# [THE TASK]
Locate each line in the listing below that contains the word "wooden", and copy those lines.

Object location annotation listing
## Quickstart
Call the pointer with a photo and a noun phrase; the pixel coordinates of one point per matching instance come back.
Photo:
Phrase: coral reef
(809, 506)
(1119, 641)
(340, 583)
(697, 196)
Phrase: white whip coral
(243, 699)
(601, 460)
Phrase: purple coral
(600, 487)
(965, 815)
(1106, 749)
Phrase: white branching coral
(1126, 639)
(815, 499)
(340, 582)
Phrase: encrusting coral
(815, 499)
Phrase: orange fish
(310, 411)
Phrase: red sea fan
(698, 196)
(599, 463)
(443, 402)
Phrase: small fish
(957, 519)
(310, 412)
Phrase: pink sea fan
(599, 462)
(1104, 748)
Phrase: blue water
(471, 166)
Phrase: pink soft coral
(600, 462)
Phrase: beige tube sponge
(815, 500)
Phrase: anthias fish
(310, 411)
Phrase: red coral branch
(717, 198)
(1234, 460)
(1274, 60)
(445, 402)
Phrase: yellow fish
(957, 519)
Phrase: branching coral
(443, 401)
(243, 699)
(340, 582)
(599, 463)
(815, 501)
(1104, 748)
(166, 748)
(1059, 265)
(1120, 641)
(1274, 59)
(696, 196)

==

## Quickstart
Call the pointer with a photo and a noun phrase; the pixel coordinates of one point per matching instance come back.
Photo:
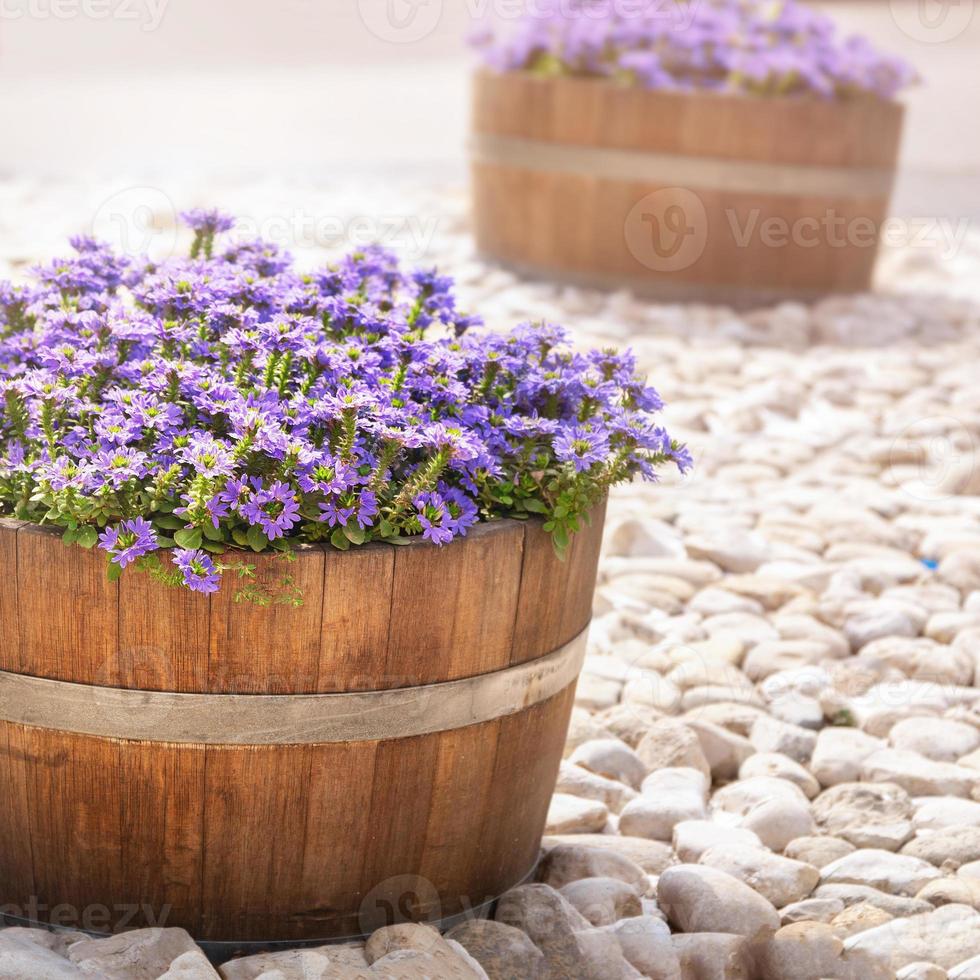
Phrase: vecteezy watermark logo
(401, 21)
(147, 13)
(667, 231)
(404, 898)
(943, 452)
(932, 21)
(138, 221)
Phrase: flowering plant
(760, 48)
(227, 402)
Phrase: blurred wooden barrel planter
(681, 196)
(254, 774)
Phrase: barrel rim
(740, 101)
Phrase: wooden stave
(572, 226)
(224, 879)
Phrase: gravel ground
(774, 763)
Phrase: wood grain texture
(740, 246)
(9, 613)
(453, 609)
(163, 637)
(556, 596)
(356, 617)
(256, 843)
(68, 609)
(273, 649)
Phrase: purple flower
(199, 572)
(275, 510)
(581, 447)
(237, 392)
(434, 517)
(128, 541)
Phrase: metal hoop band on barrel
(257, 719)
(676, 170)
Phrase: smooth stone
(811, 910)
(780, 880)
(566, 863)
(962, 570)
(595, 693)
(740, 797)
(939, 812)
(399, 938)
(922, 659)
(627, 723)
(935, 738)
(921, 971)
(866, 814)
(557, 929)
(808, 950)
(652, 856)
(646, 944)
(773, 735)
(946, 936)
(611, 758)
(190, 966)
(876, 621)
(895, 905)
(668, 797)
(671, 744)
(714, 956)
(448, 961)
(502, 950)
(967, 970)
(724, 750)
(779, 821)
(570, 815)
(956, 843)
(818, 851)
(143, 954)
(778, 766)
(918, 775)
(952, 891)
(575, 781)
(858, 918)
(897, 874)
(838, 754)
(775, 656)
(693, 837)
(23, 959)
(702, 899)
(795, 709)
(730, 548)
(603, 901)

# [REPLY TO THE EXERCISE]
Phrase: blurred wooden barrel planter
Phrase: wooden stave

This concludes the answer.